Extracted text:

_ _ _ _ _

The art of working with rare chocolates - our temperature leaflet guides you the way through the tempering process.
Working with chocolate - A little guide
Chocolate and water don’t like each other. Even a single drop of water in a bowl of melted chocolate can lead to bad results. The crystal structure of the entire bowl of chocolate can break very rapidly and you'll end up with a grainy, broken mass that cannot be recovered.
A sudden drop of temperature at the beginning of the cooling phase (below 27.2°C/81°F) leads to the formation of lower crystals. Best to avoid this, but if it happens, you can reheat the chocolate and start again.
You burn your chocolate if you heat it up to 62°C (145°F) or hotter. Once you have heated up to those temperatures, the chocolate “breaks” and you won’t be able to recover it. If chocolate hits this stage, you will have to head back to the store for a fresh batch.
Frequently Asked Questions
Q: When I try to melt Original Beans Yuna (Edel Weiss) in bain marie or in the microwave, it burns quickly. What am I doing wrong?
Original Beans white chocolate contains a higher cacao butter content and no emulgators. That's why it can sometimes seem, as if the chocolate doesn't melt, no matter how hot you make it. Be patient, keep the melting temperature (50 degrees Celsius is really sufficient!) and try to distribute the heat well by stirring.
Q: When I make a ganache, my chocolate seems to become quite thick and lumpy. What am I doing wrong?
Original Beans chocolates don't use emulgators such as lecithin. When you heat Original Beans chocolates the cacao butter may separate from the cacao mass more easily than you are used to. Adapt your recipe for example by decreasing the temperature difference between your chocolate and your cream. It often helps to let the cream cool off for a while after cooking, and then pour it over the chocolate at room temperature.

_ _ _ _ _

Data to examine:
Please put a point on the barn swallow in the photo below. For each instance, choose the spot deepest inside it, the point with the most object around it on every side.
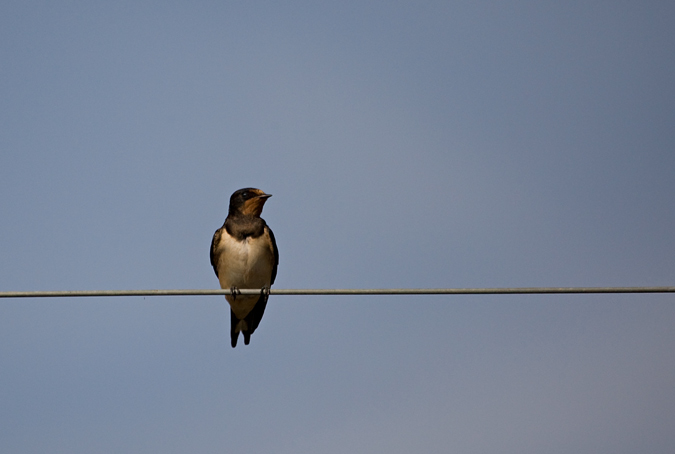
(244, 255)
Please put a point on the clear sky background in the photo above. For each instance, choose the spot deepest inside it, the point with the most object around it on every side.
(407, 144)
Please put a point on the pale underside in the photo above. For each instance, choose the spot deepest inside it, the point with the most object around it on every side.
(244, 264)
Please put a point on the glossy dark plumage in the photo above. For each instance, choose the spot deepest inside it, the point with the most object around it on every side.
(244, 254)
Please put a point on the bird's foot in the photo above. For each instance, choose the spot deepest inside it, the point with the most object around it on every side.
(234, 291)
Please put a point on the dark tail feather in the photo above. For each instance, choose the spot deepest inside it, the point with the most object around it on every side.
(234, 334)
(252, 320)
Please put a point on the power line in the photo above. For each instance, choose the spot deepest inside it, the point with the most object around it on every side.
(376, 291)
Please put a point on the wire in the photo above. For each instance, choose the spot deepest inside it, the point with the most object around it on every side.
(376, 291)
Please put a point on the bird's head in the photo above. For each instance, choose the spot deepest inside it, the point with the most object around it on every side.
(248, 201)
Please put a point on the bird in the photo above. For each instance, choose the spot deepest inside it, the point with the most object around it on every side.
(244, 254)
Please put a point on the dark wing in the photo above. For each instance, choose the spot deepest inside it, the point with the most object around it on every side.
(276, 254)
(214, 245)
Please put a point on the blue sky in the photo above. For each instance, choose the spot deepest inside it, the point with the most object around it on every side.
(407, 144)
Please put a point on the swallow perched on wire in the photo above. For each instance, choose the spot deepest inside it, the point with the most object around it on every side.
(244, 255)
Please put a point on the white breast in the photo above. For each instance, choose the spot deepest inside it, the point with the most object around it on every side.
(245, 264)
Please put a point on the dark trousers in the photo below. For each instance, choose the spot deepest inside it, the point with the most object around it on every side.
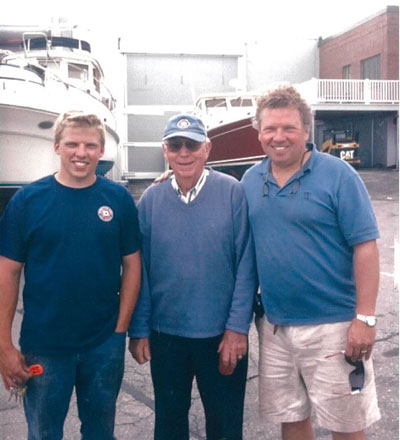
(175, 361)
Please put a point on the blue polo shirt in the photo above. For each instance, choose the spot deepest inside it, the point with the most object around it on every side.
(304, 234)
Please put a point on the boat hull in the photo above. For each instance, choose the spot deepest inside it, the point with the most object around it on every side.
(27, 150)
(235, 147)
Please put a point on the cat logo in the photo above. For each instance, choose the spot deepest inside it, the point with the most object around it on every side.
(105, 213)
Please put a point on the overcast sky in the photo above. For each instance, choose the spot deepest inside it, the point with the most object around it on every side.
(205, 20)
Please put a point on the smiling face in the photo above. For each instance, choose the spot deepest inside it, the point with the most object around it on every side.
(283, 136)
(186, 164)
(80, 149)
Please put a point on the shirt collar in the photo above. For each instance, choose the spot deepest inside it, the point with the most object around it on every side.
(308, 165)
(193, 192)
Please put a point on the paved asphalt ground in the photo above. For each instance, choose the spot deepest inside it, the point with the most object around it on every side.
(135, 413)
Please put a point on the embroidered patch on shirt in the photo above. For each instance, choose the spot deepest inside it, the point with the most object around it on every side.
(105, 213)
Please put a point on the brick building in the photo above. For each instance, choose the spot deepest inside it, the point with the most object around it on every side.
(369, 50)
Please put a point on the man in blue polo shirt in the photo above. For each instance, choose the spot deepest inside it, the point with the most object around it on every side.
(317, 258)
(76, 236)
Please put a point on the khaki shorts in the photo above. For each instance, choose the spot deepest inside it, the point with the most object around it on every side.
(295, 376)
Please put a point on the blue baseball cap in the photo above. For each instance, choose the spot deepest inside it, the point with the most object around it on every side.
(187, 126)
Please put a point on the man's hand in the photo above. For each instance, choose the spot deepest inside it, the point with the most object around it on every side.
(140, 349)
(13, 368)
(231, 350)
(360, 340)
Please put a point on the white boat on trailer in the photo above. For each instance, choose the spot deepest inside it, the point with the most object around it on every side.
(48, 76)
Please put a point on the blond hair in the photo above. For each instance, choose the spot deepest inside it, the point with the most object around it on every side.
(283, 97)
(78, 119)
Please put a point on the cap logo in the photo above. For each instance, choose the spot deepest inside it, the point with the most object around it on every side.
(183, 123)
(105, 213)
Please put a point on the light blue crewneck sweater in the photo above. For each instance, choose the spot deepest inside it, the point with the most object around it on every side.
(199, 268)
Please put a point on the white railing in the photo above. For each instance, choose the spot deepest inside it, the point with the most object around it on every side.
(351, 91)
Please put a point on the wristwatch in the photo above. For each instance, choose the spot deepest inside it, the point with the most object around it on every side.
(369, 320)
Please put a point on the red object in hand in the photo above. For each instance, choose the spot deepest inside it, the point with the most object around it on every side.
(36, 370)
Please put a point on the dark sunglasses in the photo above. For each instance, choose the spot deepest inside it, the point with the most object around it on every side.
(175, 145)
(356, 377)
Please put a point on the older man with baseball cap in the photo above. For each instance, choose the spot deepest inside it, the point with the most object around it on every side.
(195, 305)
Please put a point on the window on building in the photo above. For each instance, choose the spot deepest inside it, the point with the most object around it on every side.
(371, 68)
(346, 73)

_ _ _ _ _

Actions to take:
a. From the chocolate guide, copy the passage starting with "You burn your" and going on through "a fresh batch.".
b. List every temperature the chocolate guide gives in degrees Celsius.

Task solutions:
a.
You burn your chocolate if you heat it up to 62°C (145°F) or hotter. Once you have heated up to those temperatures, the chocolate “breaks” and you won’t be able to recover it. If chocolate hits this stage, you will have to head back to the store for a fresh batch.

b.
- 27.2°C
- 62°C
- 50 degrees Celsius